GIVEN EXERCISE:
Reproduce, word for word, every line starting at the line that contains "Prove it: the stainless steel refrigerator" and ending with the final line of the entries.

[Stored records]
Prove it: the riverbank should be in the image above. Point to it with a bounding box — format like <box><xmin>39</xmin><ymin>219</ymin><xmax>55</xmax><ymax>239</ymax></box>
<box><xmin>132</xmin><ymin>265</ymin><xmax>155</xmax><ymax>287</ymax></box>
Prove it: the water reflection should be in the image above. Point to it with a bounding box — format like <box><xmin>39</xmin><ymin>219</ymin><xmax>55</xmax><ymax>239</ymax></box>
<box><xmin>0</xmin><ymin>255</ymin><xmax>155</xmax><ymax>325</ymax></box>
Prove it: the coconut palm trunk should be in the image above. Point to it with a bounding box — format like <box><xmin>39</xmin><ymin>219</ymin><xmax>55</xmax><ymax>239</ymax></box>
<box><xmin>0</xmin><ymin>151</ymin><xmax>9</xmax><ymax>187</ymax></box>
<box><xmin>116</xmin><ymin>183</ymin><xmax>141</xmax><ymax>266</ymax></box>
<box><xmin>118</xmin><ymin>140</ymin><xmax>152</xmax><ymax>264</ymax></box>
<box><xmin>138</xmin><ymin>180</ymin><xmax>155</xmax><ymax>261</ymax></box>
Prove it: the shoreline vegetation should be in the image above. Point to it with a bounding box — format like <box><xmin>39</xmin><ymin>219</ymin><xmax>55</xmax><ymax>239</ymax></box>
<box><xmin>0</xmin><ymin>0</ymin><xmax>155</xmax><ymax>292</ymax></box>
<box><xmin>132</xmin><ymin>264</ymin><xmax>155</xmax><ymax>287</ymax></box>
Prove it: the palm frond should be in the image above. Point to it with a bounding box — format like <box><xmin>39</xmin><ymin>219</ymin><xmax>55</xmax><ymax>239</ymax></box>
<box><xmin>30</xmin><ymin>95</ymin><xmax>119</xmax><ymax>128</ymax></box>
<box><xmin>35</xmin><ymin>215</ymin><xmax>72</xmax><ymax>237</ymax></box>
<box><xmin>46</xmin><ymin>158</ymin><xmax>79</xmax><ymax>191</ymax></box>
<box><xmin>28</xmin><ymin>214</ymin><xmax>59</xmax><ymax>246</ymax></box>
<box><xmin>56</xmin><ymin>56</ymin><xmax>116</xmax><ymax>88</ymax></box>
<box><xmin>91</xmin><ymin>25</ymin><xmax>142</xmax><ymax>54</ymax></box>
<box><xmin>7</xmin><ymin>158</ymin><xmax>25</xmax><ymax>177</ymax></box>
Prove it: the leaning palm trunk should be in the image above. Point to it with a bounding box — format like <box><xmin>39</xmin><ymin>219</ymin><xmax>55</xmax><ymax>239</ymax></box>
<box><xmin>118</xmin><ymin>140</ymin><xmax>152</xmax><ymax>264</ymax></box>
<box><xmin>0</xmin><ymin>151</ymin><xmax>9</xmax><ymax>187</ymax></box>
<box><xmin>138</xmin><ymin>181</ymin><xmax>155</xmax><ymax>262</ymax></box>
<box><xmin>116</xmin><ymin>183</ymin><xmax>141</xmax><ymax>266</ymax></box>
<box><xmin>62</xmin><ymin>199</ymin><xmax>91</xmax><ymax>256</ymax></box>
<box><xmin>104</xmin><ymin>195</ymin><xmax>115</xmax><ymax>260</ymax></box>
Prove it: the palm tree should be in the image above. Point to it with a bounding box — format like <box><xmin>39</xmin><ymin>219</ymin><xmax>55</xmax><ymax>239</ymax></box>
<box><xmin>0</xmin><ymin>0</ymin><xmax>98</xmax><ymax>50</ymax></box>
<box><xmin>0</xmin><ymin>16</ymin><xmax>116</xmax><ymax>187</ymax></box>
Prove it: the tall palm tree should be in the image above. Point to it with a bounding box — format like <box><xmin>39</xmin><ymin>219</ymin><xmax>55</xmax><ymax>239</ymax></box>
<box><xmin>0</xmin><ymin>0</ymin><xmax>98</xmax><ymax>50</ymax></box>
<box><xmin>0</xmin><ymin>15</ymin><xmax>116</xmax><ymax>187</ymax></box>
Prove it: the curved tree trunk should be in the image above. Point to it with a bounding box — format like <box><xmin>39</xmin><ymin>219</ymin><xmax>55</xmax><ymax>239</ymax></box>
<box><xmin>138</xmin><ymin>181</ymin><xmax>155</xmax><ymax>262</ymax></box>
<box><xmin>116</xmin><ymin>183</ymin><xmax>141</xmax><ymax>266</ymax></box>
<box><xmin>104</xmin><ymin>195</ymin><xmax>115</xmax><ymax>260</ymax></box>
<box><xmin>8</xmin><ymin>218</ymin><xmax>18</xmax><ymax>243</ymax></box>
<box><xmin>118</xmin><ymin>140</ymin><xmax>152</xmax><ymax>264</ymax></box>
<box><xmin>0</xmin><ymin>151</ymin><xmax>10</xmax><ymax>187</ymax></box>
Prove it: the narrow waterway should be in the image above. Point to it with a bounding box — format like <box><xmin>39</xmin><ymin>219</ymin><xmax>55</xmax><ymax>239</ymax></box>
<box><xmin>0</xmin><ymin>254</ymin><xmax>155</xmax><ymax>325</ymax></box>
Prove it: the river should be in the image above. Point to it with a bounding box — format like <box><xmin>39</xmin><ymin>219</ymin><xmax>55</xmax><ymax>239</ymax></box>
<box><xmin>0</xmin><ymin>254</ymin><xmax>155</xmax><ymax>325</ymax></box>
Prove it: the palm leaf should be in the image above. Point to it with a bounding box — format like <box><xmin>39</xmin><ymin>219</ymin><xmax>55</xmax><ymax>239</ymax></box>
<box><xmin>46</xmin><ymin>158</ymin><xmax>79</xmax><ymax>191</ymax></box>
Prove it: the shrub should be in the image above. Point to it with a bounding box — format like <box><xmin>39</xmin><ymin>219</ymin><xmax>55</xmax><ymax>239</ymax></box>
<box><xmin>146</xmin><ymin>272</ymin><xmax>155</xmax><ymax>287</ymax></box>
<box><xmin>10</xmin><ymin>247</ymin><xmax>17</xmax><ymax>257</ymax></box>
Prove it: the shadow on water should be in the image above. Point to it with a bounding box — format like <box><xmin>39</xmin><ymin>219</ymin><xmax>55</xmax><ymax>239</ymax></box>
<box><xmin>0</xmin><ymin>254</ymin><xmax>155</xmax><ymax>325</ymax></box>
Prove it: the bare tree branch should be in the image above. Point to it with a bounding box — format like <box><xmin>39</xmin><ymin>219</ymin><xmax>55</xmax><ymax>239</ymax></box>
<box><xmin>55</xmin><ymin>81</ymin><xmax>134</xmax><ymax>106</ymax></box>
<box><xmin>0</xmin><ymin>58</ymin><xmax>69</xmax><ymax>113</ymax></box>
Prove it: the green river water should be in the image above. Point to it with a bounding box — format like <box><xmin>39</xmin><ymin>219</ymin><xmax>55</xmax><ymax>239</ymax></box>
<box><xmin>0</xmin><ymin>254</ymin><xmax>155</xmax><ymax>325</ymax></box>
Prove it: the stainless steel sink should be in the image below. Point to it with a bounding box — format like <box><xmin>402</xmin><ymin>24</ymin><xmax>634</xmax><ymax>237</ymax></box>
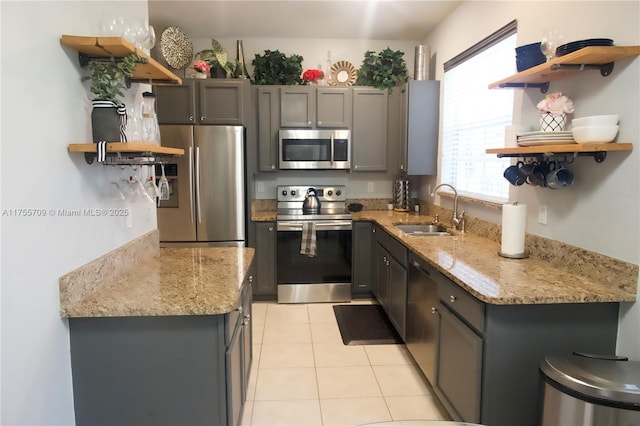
<box><xmin>395</xmin><ymin>224</ymin><xmax>453</xmax><ymax>236</ymax></box>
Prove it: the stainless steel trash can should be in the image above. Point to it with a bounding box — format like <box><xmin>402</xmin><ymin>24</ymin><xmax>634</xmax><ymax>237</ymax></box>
<box><xmin>540</xmin><ymin>353</ymin><xmax>640</xmax><ymax>426</ymax></box>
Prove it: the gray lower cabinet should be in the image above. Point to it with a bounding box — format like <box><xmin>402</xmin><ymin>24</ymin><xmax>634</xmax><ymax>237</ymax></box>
<box><xmin>254</xmin><ymin>222</ymin><xmax>278</xmax><ymax>299</ymax></box>
<box><xmin>430</xmin><ymin>272</ymin><xmax>618</xmax><ymax>426</ymax></box>
<box><xmin>351</xmin><ymin>221</ymin><xmax>374</xmax><ymax>297</ymax></box>
<box><xmin>154</xmin><ymin>78</ymin><xmax>249</xmax><ymax>125</ymax></box>
<box><xmin>374</xmin><ymin>225</ymin><xmax>408</xmax><ymax>340</ymax></box>
<box><xmin>351</xmin><ymin>87</ymin><xmax>388</xmax><ymax>172</ymax></box>
<box><xmin>69</xmin><ymin>272</ymin><xmax>253</xmax><ymax>426</ymax></box>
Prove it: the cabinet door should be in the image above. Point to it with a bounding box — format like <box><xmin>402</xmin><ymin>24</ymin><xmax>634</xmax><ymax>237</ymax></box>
<box><xmin>351</xmin><ymin>87</ymin><xmax>388</xmax><ymax>172</ymax></box>
<box><xmin>316</xmin><ymin>87</ymin><xmax>353</xmax><ymax>129</ymax></box>
<box><xmin>154</xmin><ymin>79</ymin><xmax>197</xmax><ymax>124</ymax></box>
<box><xmin>225</xmin><ymin>326</ymin><xmax>244</xmax><ymax>426</ymax></box>
<box><xmin>280</xmin><ymin>86</ymin><xmax>316</xmax><ymax>128</ymax></box>
<box><xmin>375</xmin><ymin>243</ymin><xmax>391</xmax><ymax>314</ymax></box>
<box><xmin>254</xmin><ymin>222</ymin><xmax>278</xmax><ymax>297</ymax></box>
<box><xmin>351</xmin><ymin>222</ymin><xmax>373</xmax><ymax>293</ymax></box>
<box><xmin>399</xmin><ymin>80</ymin><xmax>440</xmax><ymax>176</ymax></box>
<box><xmin>258</xmin><ymin>86</ymin><xmax>280</xmax><ymax>172</ymax></box>
<box><xmin>198</xmin><ymin>78</ymin><xmax>245</xmax><ymax>125</ymax></box>
<box><xmin>387</xmin><ymin>256</ymin><xmax>407</xmax><ymax>340</ymax></box>
<box><xmin>436</xmin><ymin>304</ymin><xmax>482</xmax><ymax>423</ymax></box>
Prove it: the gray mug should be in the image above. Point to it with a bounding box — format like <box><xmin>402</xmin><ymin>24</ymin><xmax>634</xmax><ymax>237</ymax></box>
<box><xmin>503</xmin><ymin>161</ymin><xmax>527</xmax><ymax>186</ymax></box>
<box><xmin>546</xmin><ymin>164</ymin><xmax>574</xmax><ymax>189</ymax></box>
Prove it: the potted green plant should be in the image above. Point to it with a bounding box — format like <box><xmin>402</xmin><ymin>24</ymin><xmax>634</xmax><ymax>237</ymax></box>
<box><xmin>86</xmin><ymin>53</ymin><xmax>138</xmax><ymax>142</ymax></box>
<box><xmin>196</xmin><ymin>39</ymin><xmax>237</xmax><ymax>78</ymax></box>
<box><xmin>251</xmin><ymin>50</ymin><xmax>303</xmax><ymax>85</ymax></box>
<box><xmin>356</xmin><ymin>47</ymin><xmax>409</xmax><ymax>93</ymax></box>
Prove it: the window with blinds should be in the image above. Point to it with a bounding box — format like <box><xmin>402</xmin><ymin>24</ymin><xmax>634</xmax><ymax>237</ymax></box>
<box><xmin>440</xmin><ymin>21</ymin><xmax>517</xmax><ymax>202</ymax></box>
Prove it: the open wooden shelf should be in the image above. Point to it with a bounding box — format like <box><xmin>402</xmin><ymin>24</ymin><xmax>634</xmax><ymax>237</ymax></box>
<box><xmin>489</xmin><ymin>46</ymin><xmax>640</xmax><ymax>91</ymax></box>
<box><xmin>486</xmin><ymin>142</ymin><xmax>633</xmax><ymax>162</ymax></box>
<box><xmin>60</xmin><ymin>35</ymin><xmax>182</xmax><ymax>85</ymax></box>
<box><xmin>68</xmin><ymin>142</ymin><xmax>184</xmax><ymax>165</ymax></box>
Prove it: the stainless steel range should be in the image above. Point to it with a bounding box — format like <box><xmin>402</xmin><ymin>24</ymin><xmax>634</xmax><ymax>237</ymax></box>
<box><xmin>277</xmin><ymin>185</ymin><xmax>352</xmax><ymax>303</ymax></box>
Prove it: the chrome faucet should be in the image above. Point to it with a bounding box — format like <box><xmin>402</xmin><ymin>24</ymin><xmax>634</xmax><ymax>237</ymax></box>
<box><xmin>431</xmin><ymin>183</ymin><xmax>465</xmax><ymax>232</ymax></box>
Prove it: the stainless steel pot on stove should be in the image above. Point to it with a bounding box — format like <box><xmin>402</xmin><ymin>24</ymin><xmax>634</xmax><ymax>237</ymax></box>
<box><xmin>302</xmin><ymin>188</ymin><xmax>320</xmax><ymax>213</ymax></box>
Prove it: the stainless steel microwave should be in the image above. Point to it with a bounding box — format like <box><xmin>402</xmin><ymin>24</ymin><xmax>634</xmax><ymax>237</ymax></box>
<box><xmin>278</xmin><ymin>129</ymin><xmax>351</xmax><ymax>170</ymax></box>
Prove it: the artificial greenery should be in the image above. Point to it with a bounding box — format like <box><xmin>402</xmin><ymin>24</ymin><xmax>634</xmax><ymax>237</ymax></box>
<box><xmin>85</xmin><ymin>53</ymin><xmax>138</xmax><ymax>104</ymax></box>
<box><xmin>356</xmin><ymin>47</ymin><xmax>409</xmax><ymax>93</ymax></box>
<box><xmin>196</xmin><ymin>39</ymin><xmax>242</xmax><ymax>77</ymax></box>
<box><xmin>251</xmin><ymin>50</ymin><xmax>303</xmax><ymax>85</ymax></box>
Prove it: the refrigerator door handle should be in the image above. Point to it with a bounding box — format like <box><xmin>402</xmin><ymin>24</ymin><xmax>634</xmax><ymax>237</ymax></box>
<box><xmin>196</xmin><ymin>146</ymin><xmax>202</xmax><ymax>223</ymax></box>
<box><xmin>189</xmin><ymin>147</ymin><xmax>196</xmax><ymax>223</ymax></box>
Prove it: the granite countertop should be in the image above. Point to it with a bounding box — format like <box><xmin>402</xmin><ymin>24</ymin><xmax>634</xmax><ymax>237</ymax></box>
<box><xmin>353</xmin><ymin>211</ymin><xmax>637</xmax><ymax>305</ymax></box>
<box><xmin>60</xmin><ymin>247</ymin><xmax>254</xmax><ymax>317</ymax></box>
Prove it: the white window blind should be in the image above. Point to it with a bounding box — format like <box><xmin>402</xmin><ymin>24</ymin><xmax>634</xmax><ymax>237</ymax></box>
<box><xmin>441</xmin><ymin>21</ymin><xmax>516</xmax><ymax>202</ymax></box>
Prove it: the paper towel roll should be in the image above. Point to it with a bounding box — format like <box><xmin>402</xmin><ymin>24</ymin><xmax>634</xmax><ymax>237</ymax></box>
<box><xmin>500</xmin><ymin>203</ymin><xmax>527</xmax><ymax>255</ymax></box>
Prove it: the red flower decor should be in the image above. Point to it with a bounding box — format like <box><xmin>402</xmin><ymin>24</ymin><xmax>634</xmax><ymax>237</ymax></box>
<box><xmin>193</xmin><ymin>61</ymin><xmax>211</xmax><ymax>74</ymax></box>
<box><xmin>302</xmin><ymin>70</ymin><xmax>324</xmax><ymax>83</ymax></box>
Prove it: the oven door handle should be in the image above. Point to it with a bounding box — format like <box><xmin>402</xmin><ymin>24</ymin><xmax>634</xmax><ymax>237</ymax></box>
<box><xmin>277</xmin><ymin>220</ymin><xmax>352</xmax><ymax>232</ymax></box>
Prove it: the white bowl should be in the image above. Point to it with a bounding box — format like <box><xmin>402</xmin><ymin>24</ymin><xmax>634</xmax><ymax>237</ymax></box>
<box><xmin>571</xmin><ymin>125</ymin><xmax>618</xmax><ymax>143</ymax></box>
<box><xmin>571</xmin><ymin>114</ymin><xmax>619</xmax><ymax>127</ymax></box>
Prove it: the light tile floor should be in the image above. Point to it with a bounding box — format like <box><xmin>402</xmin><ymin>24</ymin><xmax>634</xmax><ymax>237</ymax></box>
<box><xmin>242</xmin><ymin>301</ymin><xmax>449</xmax><ymax>426</ymax></box>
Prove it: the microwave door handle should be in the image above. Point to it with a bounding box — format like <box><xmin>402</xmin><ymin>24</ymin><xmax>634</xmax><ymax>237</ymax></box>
<box><xmin>329</xmin><ymin>135</ymin><xmax>335</xmax><ymax>164</ymax></box>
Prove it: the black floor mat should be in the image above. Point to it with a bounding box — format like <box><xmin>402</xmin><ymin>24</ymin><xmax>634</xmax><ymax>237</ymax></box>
<box><xmin>333</xmin><ymin>305</ymin><xmax>402</xmax><ymax>345</ymax></box>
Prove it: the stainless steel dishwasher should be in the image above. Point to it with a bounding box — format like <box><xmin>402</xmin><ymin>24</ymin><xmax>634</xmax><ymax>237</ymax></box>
<box><xmin>406</xmin><ymin>253</ymin><xmax>440</xmax><ymax>385</ymax></box>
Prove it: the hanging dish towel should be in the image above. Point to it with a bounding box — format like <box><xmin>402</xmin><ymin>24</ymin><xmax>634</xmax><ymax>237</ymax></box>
<box><xmin>300</xmin><ymin>222</ymin><xmax>316</xmax><ymax>257</ymax></box>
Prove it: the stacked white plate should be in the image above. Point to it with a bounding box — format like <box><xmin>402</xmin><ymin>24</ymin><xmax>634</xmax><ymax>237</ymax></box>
<box><xmin>516</xmin><ymin>131</ymin><xmax>576</xmax><ymax>146</ymax></box>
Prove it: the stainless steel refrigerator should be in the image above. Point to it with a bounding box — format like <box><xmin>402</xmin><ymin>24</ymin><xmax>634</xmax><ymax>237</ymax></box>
<box><xmin>156</xmin><ymin>125</ymin><xmax>246</xmax><ymax>246</ymax></box>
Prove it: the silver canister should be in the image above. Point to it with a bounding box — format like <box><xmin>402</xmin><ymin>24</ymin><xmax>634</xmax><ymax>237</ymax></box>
<box><xmin>413</xmin><ymin>44</ymin><xmax>431</xmax><ymax>80</ymax></box>
<box><xmin>393</xmin><ymin>179</ymin><xmax>411</xmax><ymax>212</ymax></box>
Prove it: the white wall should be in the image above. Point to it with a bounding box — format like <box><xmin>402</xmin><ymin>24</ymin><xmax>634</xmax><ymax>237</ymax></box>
<box><xmin>421</xmin><ymin>1</ymin><xmax>640</xmax><ymax>359</ymax></box>
<box><xmin>0</xmin><ymin>1</ymin><xmax>157</xmax><ymax>425</ymax></box>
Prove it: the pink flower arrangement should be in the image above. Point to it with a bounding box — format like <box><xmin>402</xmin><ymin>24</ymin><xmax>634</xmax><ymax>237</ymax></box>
<box><xmin>193</xmin><ymin>60</ymin><xmax>211</xmax><ymax>74</ymax></box>
<box><xmin>536</xmin><ymin>92</ymin><xmax>575</xmax><ymax>116</ymax></box>
<box><xmin>302</xmin><ymin>69</ymin><xmax>324</xmax><ymax>83</ymax></box>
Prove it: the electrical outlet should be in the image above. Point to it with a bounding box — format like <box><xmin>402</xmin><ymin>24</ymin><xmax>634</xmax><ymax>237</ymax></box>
<box><xmin>538</xmin><ymin>205</ymin><xmax>547</xmax><ymax>225</ymax></box>
<box><xmin>125</xmin><ymin>207</ymin><xmax>133</xmax><ymax>228</ymax></box>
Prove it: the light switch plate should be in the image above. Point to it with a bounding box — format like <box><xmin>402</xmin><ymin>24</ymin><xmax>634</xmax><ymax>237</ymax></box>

SOLVED EXERCISE:
Prove it: the stainless steel refrigerator should be in the image above. Point to it with a bounding box — format like <box><xmin>402</xmin><ymin>24</ymin><xmax>634</xmax><ymax>237</ymax></box>
<box><xmin>156</xmin><ymin>125</ymin><xmax>246</xmax><ymax>246</ymax></box>
Prove it: the silver canister should be in the image above. Point to it with a bounding box — format like <box><xmin>402</xmin><ymin>24</ymin><xmax>634</xmax><ymax>237</ymax></box>
<box><xmin>413</xmin><ymin>44</ymin><xmax>431</xmax><ymax>80</ymax></box>
<box><xmin>393</xmin><ymin>179</ymin><xmax>411</xmax><ymax>212</ymax></box>
Prove it: the white wall should be in the image above. Point to it with a bounding box — format like <box><xmin>402</xmin><ymin>24</ymin><xmax>634</xmax><ymax>237</ymax></box>
<box><xmin>421</xmin><ymin>1</ymin><xmax>640</xmax><ymax>359</ymax></box>
<box><xmin>0</xmin><ymin>1</ymin><xmax>157</xmax><ymax>425</ymax></box>
Prove it: the pink flower arrangement should be in the image above. Point to it with a bounding box — format like <box><xmin>402</xmin><ymin>24</ymin><xmax>634</xmax><ymax>237</ymax></box>
<box><xmin>193</xmin><ymin>60</ymin><xmax>211</xmax><ymax>74</ymax></box>
<box><xmin>536</xmin><ymin>92</ymin><xmax>575</xmax><ymax>116</ymax></box>
<box><xmin>302</xmin><ymin>69</ymin><xmax>324</xmax><ymax>83</ymax></box>
Prove it: the electrical outlet should be in the image above. Point to it with a bounding box — format like <box><xmin>402</xmin><ymin>24</ymin><xmax>634</xmax><ymax>237</ymax></box>
<box><xmin>538</xmin><ymin>205</ymin><xmax>547</xmax><ymax>225</ymax></box>
<box><xmin>125</xmin><ymin>207</ymin><xmax>133</xmax><ymax>228</ymax></box>
Prove it: the light switch plate should be in the image above. Point to it with a bounding box — format like <box><xmin>402</xmin><ymin>24</ymin><xmax>634</xmax><ymax>237</ymax></box>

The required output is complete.